- PROBLEM DETAILS -
Check every line below for the word "shelving" and copy each one that has it.
─── RECORDS FOR THIS TASK ───
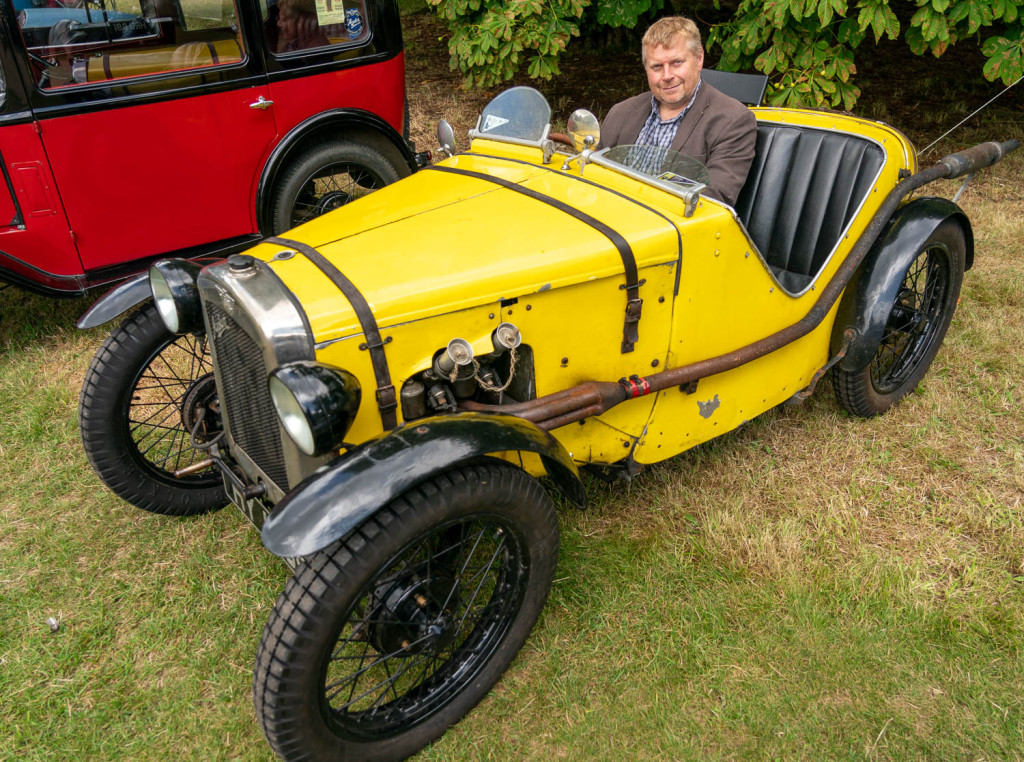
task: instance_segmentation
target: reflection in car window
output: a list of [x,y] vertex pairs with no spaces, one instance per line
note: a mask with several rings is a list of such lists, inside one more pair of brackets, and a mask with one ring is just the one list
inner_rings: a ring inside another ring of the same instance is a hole
[[364,42],[370,36],[362,0],[265,0],[267,50],[287,55]]
[[0,108],[7,103],[7,80],[4,79],[4,69],[0,66]]
[[53,89],[242,60],[232,0],[104,0],[18,14],[36,84]]

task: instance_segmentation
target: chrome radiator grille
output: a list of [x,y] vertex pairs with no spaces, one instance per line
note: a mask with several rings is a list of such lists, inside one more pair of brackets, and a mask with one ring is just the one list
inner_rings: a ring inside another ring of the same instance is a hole
[[212,302],[206,303],[212,331],[221,404],[227,414],[231,438],[282,490],[288,474],[281,449],[277,414],[267,389],[267,372],[259,346],[231,316]]

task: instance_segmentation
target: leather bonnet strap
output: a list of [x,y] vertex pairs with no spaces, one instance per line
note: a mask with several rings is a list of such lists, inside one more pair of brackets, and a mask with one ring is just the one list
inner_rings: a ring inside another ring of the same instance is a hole
[[639,340],[638,325],[640,323],[640,311],[643,307],[644,300],[640,298],[640,282],[637,276],[636,269],[636,258],[633,256],[633,249],[630,248],[629,242],[623,238],[622,234],[617,230],[612,229],[608,225],[605,225],[601,220],[596,217],[592,217],[586,212],[581,212],[575,207],[569,206],[564,201],[560,201],[557,198],[552,198],[544,193],[539,193],[530,188],[524,188],[522,185],[505,180],[501,177],[494,177],[487,175],[482,172],[473,172],[468,169],[459,169],[458,167],[443,167],[440,165],[433,165],[424,167],[423,169],[430,169],[437,172],[450,172],[456,175],[464,175],[466,177],[473,177],[478,180],[485,180],[495,185],[500,185],[502,188],[521,193],[528,198],[532,198],[536,201],[540,201],[548,206],[553,206],[556,209],[565,212],[566,214],[574,217],[575,219],[583,222],[594,230],[601,233],[605,238],[612,242],[615,248],[619,252],[619,257],[622,259],[622,267],[626,274],[626,285],[620,286],[626,291],[626,318],[622,327],[622,353],[632,352],[636,342]]
[[395,409],[398,407],[398,397],[395,395],[395,386],[391,383],[388,359],[384,355],[384,345],[387,342],[381,340],[377,320],[359,289],[327,257],[308,244],[277,236],[267,238],[265,243],[287,246],[302,254],[330,278],[331,282],[348,299],[359,319],[359,325],[366,335],[366,343],[361,345],[360,349],[368,349],[370,352],[373,375],[377,381],[377,409],[380,410],[380,421],[384,425],[385,431],[395,428],[398,425],[398,416],[395,413]]

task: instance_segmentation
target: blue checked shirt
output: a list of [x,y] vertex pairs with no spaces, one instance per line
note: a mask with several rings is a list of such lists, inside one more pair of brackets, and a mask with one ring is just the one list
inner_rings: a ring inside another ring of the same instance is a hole
[[690,110],[693,101],[700,92],[701,80],[697,80],[697,88],[686,107],[668,121],[662,121],[658,99],[651,96],[651,113],[644,122],[643,128],[636,139],[636,146],[630,151],[629,165],[640,172],[650,175],[661,174],[661,164],[665,160],[669,146],[679,130],[679,125]]

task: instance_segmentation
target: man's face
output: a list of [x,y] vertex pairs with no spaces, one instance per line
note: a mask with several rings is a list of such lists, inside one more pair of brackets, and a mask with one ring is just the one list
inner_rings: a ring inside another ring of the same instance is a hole
[[670,47],[658,45],[647,48],[646,52],[647,63],[644,68],[654,97],[669,112],[682,110],[697,89],[700,70],[704,65],[704,51],[694,55],[690,46],[681,37],[676,37]]

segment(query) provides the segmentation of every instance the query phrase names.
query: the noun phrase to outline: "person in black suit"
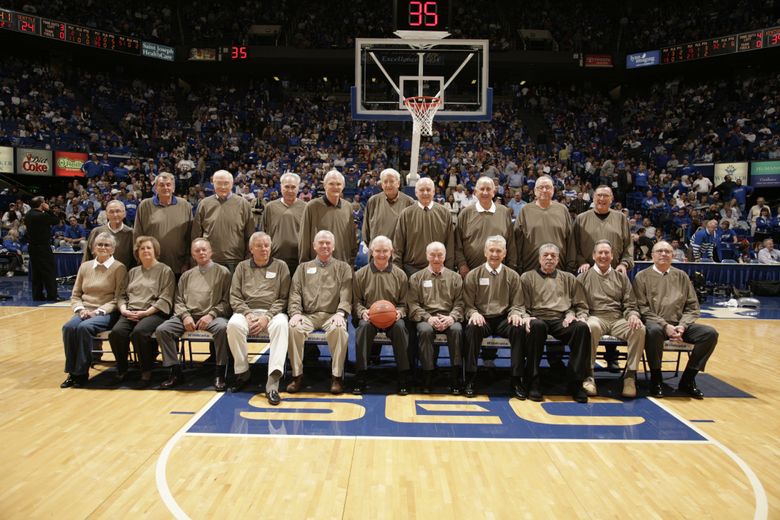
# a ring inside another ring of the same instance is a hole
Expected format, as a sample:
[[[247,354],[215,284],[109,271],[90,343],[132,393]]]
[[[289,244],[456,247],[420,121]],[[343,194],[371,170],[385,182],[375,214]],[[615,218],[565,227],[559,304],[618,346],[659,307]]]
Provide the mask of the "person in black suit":
[[[51,252],[51,227],[59,220],[49,211],[43,197],[33,197],[30,211],[24,217],[30,244],[32,296],[35,301],[57,301],[57,278],[54,253]],[[44,296],[44,289],[46,295]]]

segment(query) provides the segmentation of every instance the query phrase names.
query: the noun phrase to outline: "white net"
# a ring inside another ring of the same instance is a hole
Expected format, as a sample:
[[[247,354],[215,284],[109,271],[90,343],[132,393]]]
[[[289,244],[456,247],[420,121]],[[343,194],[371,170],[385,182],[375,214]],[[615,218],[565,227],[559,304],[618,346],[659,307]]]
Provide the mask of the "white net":
[[[413,133],[433,135],[433,117],[441,107],[441,103],[441,98],[430,96],[413,96],[404,99],[404,106],[412,114]]]

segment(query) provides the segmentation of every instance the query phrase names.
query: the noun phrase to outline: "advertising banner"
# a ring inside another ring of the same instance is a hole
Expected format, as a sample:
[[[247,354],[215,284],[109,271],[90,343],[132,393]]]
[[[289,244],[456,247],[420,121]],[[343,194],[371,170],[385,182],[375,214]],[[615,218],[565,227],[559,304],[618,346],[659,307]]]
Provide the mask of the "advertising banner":
[[[51,150],[37,148],[16,149],[16,173],[49,177],[54,173]]]
[[[757,188],[776,188],[780,186],[780,161],[751,162],[750,185]]]
[[[586,54],[584,65],[586,67],[612,68],[612,55]]]
[[[84,177],[81,166],[88,156],[82,152],[54,152],[54,175],[57,177]]]
[[[712,182],[717,186],[724,180],[726,175],[731,176],[731,180],[737,182],[737,179],[742,179],[742,184],[747,186],[748,183],[748,163],[735,162],[735,163],[718,163],[715,165],[715,178]]]
[[[14,172],[14,149],[10,146],[0,146],[0,173]]]
[[[661,51],[645,51],[628,54],[626,56],[627,69],[640,69],[642,67],[652,67],[661,63]]]

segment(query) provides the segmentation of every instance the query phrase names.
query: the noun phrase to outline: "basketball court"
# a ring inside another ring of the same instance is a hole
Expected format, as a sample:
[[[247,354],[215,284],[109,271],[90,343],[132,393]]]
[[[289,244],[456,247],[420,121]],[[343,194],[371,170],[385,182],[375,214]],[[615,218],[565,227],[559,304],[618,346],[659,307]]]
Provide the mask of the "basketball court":
[[[256,387],[60,390],[69,313],[0,309],[4,518],[780,514],[776,320],[704,320],[720,343],[703,401],[283,393],[270,408]]]

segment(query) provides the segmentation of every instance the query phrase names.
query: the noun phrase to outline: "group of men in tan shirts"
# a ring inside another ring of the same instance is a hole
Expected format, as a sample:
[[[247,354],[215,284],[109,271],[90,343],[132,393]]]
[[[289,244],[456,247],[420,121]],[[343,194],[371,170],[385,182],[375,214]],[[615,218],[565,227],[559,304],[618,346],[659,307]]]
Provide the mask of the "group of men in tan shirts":
[[[253,232],[248,203],[231,193],[229,172],[214,174],[216,193],[201,202],[194,219],[189,203],[173,196],[173,179],[167,175],[157,177],[155,197],[139,206],[133,232],[157,236],[168,251],[161,261],[176,263],[171,265],[174,272],[190,272],[184,255],[174,251],[182,236],[201,238],[191,243],[199,266],[195,248],[206,238],[214,262],[235,271],[227,302],[232,317],[214,316],[226,320],[224,337],[217,340],[215,334],[215,345],[218,361],[225,359],[226,348],[233,355],[234,391],[249,381],[247,336],[260,333],[268,334],[271,350],[269,403],[280,402],[287,356],[292,365],[287,391],[303,390],[303,345],[309,334],[321,329],[331,350],[330,390],[343,392],[351,317],[357,349],[353,392],[364,392],[367,360],[379,332],[368,309],[377,300],[389,300],[396,306],[397,320],[383,332],[393,345],[402,395],[411,390],[411,369],[418,357],[421,388],[430,392],[436,334],[447,336],[450,391],[476,395],[482,340],[499,335],[511,345],[511,395],[542,400],[539,365],[552,335],[570,347],[571,395],[587,402],[597,393],[596,347],[602,334],[609,333],[629,345],[625,397],[636,396],[643,350],[651,369],[650,394],[663,397],[666,339],[694,343],[679,389],[702,397],[695,376],[715,348],[717,333],[694,323],[699,311],[695,292],[687,276],[671,267],[666,242],[656,244],[654,266],[639,273],[632,287],[627,277],[633,266],[628,224],[610,209],[608,187],[597,188],[594,209],[572,222],[568,209],[553,200],[553,180],[542,176],[534,187],[535,200],[512,223],[511,211],[493,201],[493,180],[484,177],[476,184],[477,204],[462,211],[455,224],[449,211],[433,201],[431,179],[417,182],[414,200],[400,191],[398,172],[387,169],[380,176],[383,191],[369,199],[363,222],[371,259],[353,272],[356,229],[351,207],[341,198],[344,177],[337,170],[325,175],[324,195],[309,203],[297,198],[300,178],[283,175],[282,198],[267,205],[262,232]],[[176,208],[179,204],[187,209],[186,217]],[[245,244],[243,250],[239,242]],[[187,290],[180,287],[180,292]],[[182,331],[173,332],[175,336]],[[551,365],[560,362],[559,356],[559,351],[548,349]],[[180,378],[178,365],[171,366],[169,384],[163,386],[174,386]],[[218,389],[227,386],[224,380],[215,383],[221,383]]]

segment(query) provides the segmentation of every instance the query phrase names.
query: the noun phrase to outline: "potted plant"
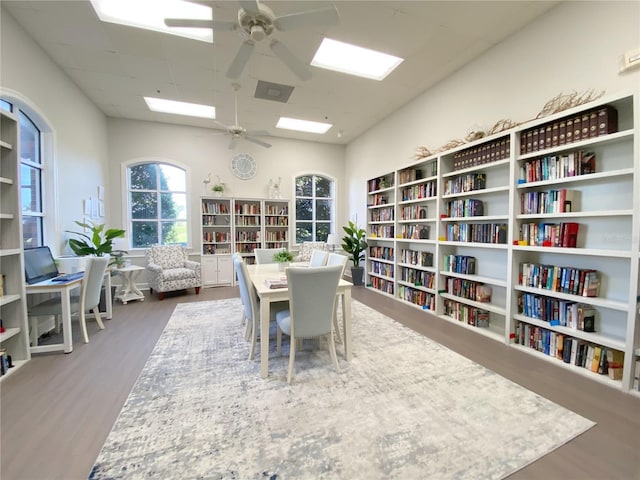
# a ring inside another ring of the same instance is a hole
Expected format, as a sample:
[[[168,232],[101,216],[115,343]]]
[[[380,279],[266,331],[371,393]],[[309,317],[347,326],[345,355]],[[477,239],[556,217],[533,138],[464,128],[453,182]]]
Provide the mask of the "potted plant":
[[[88,233],[72,232],[68,233],[77,235],[80,238],[70,238],[69,247],[79,257],[87,255],[95,255],[101,257],[103,255],[111,255],[112,263],[118,264],[122,262],[122,256],[127,253],[124,250],[113,249],[114,238],[124,238],[124,230],[119,228],[107,228],[103,223],[84,223],[75,221],[76,225],[88,230]]]
[[[221,197],[222,195],[224,195],[224,191],[227,186],[222,180],[220,180],[220,177],[218,175],[216,175],[216,178],[218,179],[218,181],[213,184],[211,190],[213,191],[214,195]]]
[[[273,254],[273,261],[278,264],[278,270],[283,271],[293,262],[293,254],[289,250],[282,250]]]
[[[351,278],[354,285],[362,285],[364,268],[360,266],[360,260],[364,258],[364,253],[369,246],[367,244],[367,232],[349,221],[349,225],[342,227],[346,235],[342,237],[342,249],[349,254],[353,266],[351,267]]]

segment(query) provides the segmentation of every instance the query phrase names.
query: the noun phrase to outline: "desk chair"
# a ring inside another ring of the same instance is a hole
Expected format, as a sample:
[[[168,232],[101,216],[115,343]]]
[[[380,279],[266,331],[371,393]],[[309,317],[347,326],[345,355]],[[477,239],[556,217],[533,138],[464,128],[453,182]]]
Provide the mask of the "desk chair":
[[[287,269],[289,310],[276,313],[277,349],[280,352],[282,332],[289,335],[289,372],[291,383],[296,356],[296,341],[327,336],[329,353],[338,373],[340,366],[333,342],[333,313],[342,274],[341,265],[330,267],[291,267]]]
[[[71,297],[71,313],[80,316],[80,328],[82,330],[82,337],[84,343],[89,343],[89,336],[87,335],[87,322],[85,312],[87,310],[93,310],[96,322],[100,330],[104,330],[104,324],[102,323],[102,317],[100,316],[100,291],[102,290],[102,279],[109,265],[110,257],[105,255],[102,257],[88,257],[84,278],[80,284],[80,295],[77,297]],[[38,303],[29,308],[30,317],[42,317],[54,315],[56,317],[56,325],[60,324],[60,318],[62,316],[62,303],[59,298],[50,298],[42,303]],[[37,325],[38,320],[33,322],[32,329],[37,340]]]
[[[278,252],[284,252],[284,248],[254,248],[253,253],[256,256],[256,264],[264,265],[267,263],[276,263],[273,256]]]
[[[322,267],[327,263],[327,257],[329,252],[325,250],[313,250],[311,252],[311,258],[309,259],[310,267]]]
[[[327,266],[341,265],[342,272],[340,272],[340,278],[342,278],[342,276],[344,275],[344,269],[347,266],[347,260],[349,260],[349,257],[347,257],[346,255],[340,255],[339,253],[330,253],[329,256],[327,257],[326,265]],[[338,309],[338,303],[336,302],[336,308],[333,314],[333,328],[336,334],[336,338],[338,339],[338,343],[342,343],[342,335],[340,334],[340,326],[338,325],[337,309]]]

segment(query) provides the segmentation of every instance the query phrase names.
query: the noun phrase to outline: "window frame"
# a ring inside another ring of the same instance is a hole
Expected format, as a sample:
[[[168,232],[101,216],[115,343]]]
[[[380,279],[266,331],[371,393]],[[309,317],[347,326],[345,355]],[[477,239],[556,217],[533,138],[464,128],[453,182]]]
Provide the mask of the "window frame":
[[[297,192],[297,181],[300,177],[313,177],[312,180],[312,196],[298,196],[298,192]],[[329,182],[329,186],[330,186],[330,191],[331,194],[329,197],[317,197],[316,196],[316,182],[317,179],[321,178],[323,180],[326,180]],[[337,197],[337,191],[338,191],[338,181],[336,180],[336,178],[334,178],[331,175],[328,175],[326,173],[319,173],[319,172],[303,172],[303,173],[298,173],[294,176],[293,179],[293,219],[294,219],[294,241],[292,242],[294,245],[300,245],[301,242],[298,242],[298,222],[300,223],[311,223],[312,227],[311,227],[311,239],[309,240],[303,240],[303,242],[306,241],[310,241],[310,242],[316,242],[316,241],[322,241],[322,240],[317,240],[317,228],[316,225],[318,223],[322,223],[322,224],[328,224],[329,229],[328,229],[328,233],[327,235],[331,234],[331,233],[335,233],[336,232],[336,216],[337,216],[337,205],[336,205],[336,197]],[[312,204],[312,219],[311,220],[298,220],[298,200],[299,199],[309,199],[311,200],[311,204]],[[327,220],[317,220],[316,219],[316,201],[317,200],[329,200],[330,201],[330,219]],[[326,241],[326,239],[324,240]]]

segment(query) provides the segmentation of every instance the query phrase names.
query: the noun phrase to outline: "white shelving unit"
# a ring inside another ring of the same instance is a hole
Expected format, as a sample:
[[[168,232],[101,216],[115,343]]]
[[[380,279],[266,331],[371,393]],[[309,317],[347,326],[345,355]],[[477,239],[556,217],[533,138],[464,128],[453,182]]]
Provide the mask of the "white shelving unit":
───
- TASK SOLUTION -
query: the noun phrase to outline: "white shelving unit"
Provide the mask of the "white shelving unit":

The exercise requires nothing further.